→ The task
For the entries that follow, say how many lines hold the string "Query", with nothing else in the reply.

Provided information START

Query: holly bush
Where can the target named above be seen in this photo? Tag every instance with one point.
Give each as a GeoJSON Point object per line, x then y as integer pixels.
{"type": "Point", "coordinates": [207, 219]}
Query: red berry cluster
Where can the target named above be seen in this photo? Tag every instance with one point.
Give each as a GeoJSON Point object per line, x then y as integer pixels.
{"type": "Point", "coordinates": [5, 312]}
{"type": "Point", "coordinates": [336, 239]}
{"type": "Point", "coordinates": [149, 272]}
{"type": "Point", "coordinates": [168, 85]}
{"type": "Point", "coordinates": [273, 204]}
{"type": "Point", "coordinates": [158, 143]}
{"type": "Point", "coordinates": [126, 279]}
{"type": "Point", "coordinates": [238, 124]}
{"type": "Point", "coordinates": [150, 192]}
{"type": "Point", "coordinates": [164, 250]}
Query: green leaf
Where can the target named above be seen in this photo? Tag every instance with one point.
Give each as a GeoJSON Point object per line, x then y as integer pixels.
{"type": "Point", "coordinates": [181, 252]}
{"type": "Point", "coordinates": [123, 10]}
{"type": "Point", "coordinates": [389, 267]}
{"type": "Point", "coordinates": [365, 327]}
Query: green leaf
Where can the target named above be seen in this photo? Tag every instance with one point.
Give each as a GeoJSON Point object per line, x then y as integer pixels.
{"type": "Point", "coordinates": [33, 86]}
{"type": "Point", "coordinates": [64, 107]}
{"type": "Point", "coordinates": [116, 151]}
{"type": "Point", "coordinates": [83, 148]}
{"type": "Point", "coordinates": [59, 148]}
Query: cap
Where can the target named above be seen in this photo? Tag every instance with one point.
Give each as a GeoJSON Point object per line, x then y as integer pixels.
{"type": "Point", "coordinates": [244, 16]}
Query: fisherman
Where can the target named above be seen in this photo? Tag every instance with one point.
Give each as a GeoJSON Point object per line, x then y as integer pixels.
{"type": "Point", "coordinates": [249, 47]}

Provided information END

→ Response
6